**Goal:** Count the lines in the rows below that contain the word "instance", and reply with only the number.

Extracted data entries
══════
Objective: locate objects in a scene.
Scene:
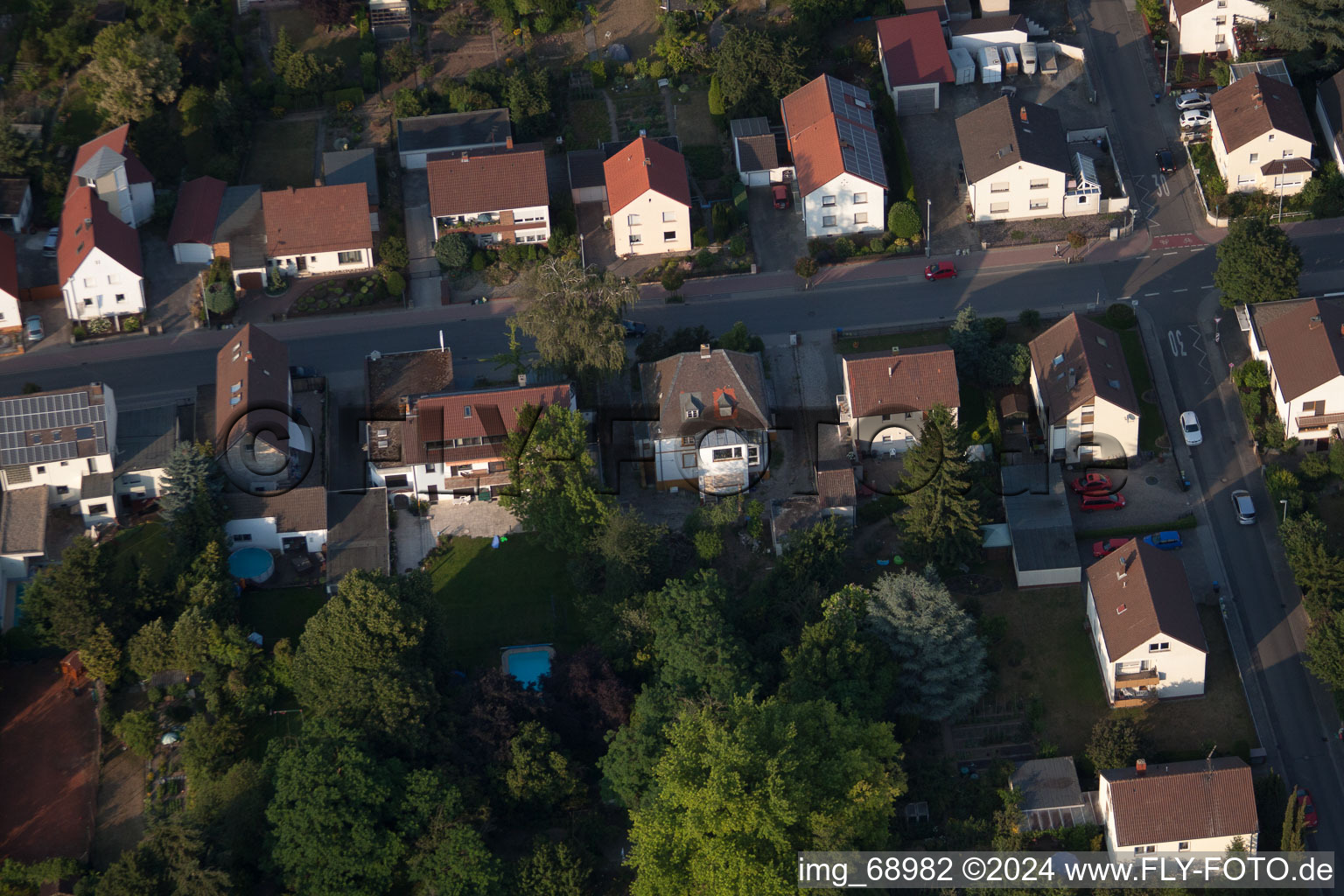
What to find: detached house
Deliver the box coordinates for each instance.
[780,75,887,239]
[1166,0,1269,60]
[57,186,145,322]
[1096,756,1259,861]
[427,137,551,246]
[62,125,155,228]
[602,137,694,256]
[1247,298,1344,447]
[957,97,1069,220]
[1209,71,1316,196]
[1086,539,1208,710]
[1030,313,1138,464]
[836,346,961,454]
[640,346,770,494]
══════
**Complete answer:** 1